**TASK REQUIREMENTS:** Copy every line in the listing below that contains the string "vest". Case counts.

----

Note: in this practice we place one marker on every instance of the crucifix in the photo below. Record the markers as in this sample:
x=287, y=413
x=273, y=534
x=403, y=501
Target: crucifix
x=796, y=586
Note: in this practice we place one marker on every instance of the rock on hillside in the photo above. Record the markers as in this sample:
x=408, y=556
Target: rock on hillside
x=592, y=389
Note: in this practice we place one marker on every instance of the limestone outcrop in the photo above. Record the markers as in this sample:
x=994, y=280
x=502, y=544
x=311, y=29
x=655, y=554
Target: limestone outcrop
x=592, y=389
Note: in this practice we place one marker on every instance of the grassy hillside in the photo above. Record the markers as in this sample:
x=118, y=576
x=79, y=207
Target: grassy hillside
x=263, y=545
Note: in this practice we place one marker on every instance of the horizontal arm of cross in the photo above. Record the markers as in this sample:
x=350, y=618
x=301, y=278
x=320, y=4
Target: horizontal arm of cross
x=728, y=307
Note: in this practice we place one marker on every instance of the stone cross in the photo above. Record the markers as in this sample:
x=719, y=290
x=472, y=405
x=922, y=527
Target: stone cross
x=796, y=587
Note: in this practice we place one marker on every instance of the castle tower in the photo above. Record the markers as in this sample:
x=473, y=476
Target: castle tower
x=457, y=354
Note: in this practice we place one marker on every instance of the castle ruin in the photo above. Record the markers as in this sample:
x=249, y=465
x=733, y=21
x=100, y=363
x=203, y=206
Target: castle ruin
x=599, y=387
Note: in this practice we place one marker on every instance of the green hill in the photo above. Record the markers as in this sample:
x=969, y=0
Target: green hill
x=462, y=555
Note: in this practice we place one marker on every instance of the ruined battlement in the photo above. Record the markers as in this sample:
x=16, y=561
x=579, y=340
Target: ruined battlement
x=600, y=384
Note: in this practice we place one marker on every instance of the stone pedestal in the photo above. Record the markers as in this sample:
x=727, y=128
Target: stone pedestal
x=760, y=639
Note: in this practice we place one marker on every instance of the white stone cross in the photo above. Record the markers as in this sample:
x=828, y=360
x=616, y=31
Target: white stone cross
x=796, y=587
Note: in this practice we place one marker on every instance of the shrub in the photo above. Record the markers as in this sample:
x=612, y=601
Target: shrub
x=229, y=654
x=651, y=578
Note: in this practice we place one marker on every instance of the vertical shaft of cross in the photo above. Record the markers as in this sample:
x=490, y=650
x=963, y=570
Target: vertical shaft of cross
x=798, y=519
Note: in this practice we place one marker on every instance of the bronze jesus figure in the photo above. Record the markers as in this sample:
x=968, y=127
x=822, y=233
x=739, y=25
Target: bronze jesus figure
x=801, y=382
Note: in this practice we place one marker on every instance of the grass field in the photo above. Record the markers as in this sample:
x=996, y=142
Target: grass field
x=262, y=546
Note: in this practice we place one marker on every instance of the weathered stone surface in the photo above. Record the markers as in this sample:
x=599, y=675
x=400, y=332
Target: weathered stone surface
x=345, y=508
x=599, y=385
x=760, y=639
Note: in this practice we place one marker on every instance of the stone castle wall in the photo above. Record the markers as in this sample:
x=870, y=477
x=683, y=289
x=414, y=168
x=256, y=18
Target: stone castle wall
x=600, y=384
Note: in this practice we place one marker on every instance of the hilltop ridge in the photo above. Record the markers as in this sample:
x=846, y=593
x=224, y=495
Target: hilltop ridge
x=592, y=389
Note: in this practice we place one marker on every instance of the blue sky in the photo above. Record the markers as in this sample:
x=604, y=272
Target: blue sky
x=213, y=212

----

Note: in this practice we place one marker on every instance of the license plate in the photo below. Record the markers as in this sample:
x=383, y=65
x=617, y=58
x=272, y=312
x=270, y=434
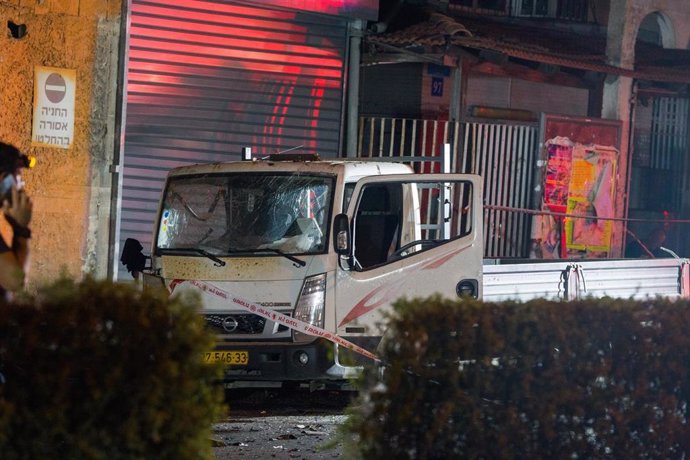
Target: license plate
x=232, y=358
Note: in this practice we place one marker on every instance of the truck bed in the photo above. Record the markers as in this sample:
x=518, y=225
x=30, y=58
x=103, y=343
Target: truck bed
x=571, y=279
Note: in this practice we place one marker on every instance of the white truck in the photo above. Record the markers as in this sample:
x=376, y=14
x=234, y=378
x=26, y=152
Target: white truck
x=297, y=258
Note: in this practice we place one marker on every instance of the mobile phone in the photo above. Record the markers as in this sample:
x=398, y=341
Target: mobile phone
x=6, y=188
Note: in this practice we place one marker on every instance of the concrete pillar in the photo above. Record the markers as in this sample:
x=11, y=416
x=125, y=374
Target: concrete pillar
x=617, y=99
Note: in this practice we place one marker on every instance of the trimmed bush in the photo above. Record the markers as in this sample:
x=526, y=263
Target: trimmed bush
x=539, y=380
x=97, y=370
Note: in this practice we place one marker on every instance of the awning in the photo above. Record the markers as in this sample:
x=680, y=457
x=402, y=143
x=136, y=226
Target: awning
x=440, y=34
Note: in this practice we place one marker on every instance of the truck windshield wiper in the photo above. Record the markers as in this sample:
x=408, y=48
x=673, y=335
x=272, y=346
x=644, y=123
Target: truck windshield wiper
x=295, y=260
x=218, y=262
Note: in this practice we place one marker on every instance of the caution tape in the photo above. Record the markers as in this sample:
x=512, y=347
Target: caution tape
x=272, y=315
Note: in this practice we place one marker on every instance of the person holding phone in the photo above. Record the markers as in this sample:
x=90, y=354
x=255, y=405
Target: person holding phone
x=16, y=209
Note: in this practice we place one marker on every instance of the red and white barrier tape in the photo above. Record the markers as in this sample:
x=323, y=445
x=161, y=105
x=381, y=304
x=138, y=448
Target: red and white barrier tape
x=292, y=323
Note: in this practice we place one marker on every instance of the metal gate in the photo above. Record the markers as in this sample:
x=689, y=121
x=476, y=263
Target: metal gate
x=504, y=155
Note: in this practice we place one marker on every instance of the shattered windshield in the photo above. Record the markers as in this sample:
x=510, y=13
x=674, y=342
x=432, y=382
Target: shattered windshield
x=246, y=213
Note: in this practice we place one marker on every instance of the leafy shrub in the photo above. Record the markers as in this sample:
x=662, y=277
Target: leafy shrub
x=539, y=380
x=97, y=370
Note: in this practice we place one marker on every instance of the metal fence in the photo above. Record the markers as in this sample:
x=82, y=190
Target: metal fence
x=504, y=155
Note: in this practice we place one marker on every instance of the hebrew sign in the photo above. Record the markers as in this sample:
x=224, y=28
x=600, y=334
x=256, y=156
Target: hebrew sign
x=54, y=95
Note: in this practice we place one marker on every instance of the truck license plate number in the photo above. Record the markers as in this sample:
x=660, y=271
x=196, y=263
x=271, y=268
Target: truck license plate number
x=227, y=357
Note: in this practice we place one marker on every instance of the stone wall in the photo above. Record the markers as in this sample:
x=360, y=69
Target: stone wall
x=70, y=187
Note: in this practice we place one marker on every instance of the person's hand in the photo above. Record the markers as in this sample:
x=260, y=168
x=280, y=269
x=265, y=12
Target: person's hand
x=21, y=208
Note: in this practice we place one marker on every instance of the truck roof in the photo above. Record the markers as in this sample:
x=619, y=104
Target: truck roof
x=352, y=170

----

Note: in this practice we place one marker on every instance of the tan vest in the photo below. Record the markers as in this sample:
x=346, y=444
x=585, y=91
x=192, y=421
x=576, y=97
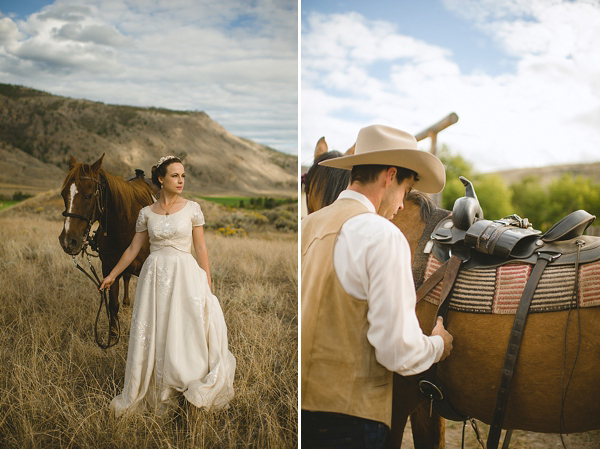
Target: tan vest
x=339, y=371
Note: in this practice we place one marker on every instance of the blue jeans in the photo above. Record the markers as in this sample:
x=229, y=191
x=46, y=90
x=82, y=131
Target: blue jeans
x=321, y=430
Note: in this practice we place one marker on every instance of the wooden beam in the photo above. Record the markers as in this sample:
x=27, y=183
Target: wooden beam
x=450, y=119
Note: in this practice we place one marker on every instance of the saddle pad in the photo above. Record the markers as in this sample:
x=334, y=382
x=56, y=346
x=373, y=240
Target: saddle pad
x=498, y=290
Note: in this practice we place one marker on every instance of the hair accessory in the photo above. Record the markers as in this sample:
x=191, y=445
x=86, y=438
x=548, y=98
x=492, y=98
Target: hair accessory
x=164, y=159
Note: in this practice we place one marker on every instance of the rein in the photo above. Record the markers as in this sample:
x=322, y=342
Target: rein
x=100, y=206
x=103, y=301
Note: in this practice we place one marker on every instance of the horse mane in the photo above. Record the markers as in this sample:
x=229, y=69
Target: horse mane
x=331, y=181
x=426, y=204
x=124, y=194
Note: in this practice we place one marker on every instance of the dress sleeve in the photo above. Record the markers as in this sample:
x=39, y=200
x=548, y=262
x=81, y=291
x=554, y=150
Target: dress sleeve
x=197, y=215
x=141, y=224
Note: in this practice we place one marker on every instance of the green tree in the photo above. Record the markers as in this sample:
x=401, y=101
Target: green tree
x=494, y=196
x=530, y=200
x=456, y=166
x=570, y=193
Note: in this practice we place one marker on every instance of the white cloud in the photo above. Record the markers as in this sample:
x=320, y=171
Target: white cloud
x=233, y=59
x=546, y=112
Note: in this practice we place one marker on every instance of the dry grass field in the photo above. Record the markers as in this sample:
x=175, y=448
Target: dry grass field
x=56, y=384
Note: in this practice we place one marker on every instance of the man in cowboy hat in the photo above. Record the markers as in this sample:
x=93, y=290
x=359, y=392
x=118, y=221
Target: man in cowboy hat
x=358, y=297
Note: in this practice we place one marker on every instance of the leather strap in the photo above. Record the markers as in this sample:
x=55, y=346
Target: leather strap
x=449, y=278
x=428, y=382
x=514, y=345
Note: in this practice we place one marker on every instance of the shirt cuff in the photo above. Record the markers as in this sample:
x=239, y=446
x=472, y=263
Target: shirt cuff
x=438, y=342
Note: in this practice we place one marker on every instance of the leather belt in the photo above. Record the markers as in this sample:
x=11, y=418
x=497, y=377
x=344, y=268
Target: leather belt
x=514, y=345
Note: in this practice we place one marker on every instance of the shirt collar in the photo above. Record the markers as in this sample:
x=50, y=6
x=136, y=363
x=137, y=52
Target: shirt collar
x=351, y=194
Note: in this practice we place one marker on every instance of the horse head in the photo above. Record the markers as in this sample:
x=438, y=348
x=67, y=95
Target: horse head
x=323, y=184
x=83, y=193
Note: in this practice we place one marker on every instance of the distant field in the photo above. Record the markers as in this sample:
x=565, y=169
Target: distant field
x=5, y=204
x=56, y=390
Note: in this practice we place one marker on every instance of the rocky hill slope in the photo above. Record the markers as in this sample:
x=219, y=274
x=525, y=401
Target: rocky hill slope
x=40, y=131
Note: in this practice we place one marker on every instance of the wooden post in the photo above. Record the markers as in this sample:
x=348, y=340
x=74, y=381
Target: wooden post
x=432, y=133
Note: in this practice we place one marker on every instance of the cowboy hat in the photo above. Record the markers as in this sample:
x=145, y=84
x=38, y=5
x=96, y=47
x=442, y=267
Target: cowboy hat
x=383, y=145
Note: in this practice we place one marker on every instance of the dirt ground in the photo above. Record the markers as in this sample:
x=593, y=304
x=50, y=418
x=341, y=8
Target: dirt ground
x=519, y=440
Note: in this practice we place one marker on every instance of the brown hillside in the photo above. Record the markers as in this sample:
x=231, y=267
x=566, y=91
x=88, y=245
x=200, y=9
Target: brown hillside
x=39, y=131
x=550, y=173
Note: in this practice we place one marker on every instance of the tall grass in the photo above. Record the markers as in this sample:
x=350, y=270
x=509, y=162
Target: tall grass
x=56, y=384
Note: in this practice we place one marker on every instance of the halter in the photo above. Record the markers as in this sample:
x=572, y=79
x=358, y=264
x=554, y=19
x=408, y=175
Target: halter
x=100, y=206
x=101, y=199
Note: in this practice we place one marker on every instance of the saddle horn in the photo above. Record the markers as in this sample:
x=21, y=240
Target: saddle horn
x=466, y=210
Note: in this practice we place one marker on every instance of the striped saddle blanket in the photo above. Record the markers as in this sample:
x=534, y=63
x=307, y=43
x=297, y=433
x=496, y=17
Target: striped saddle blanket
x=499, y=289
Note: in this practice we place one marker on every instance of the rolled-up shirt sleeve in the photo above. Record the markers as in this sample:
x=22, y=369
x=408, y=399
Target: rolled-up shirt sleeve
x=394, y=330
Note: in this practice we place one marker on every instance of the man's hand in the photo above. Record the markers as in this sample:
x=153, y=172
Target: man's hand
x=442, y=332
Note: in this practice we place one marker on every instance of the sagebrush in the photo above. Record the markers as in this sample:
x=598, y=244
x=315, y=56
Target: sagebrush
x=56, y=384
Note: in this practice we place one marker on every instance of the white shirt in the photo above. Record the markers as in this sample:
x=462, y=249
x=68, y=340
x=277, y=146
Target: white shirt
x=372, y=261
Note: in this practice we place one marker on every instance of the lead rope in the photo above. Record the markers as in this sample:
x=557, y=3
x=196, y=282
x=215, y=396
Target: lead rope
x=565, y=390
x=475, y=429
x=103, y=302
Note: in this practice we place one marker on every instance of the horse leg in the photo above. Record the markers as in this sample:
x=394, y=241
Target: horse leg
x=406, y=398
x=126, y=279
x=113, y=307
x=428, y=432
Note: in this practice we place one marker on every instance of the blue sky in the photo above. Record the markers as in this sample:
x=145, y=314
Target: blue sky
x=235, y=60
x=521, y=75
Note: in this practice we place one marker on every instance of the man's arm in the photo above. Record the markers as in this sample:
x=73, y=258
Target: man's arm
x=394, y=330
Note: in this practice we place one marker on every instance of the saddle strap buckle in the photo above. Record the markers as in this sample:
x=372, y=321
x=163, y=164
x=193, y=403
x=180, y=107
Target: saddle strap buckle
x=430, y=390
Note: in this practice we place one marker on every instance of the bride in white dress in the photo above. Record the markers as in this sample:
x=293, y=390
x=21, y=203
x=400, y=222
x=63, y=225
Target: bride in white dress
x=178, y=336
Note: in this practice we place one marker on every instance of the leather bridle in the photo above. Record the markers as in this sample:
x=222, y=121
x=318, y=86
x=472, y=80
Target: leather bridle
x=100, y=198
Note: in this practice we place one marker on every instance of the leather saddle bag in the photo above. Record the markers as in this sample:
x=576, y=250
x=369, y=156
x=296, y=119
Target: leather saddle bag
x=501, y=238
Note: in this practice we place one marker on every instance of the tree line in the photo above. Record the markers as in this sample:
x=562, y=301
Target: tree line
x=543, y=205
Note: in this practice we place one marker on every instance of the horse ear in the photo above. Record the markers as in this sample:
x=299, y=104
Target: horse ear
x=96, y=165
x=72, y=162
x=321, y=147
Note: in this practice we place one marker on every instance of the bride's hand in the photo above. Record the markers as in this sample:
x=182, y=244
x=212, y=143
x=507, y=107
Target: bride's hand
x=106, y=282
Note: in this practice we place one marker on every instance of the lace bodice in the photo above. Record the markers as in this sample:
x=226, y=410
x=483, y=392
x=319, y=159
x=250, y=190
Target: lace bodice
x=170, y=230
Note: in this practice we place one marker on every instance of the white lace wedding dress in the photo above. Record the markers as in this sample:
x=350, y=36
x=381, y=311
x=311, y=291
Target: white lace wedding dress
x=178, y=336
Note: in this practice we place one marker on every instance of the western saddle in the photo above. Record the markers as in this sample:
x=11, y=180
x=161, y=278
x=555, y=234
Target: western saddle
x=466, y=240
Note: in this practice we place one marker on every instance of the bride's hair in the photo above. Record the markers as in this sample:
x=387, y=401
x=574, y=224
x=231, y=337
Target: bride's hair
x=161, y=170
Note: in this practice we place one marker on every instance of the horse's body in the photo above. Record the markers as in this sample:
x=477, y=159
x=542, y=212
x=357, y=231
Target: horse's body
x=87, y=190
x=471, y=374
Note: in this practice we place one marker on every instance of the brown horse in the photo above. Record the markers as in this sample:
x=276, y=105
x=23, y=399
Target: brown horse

----

**WRITTEN ANSWER:**
Note: in this practice we place one marker on every instance of the tan vest in the photo below. Record the markers as in this sample:
Target: tan vest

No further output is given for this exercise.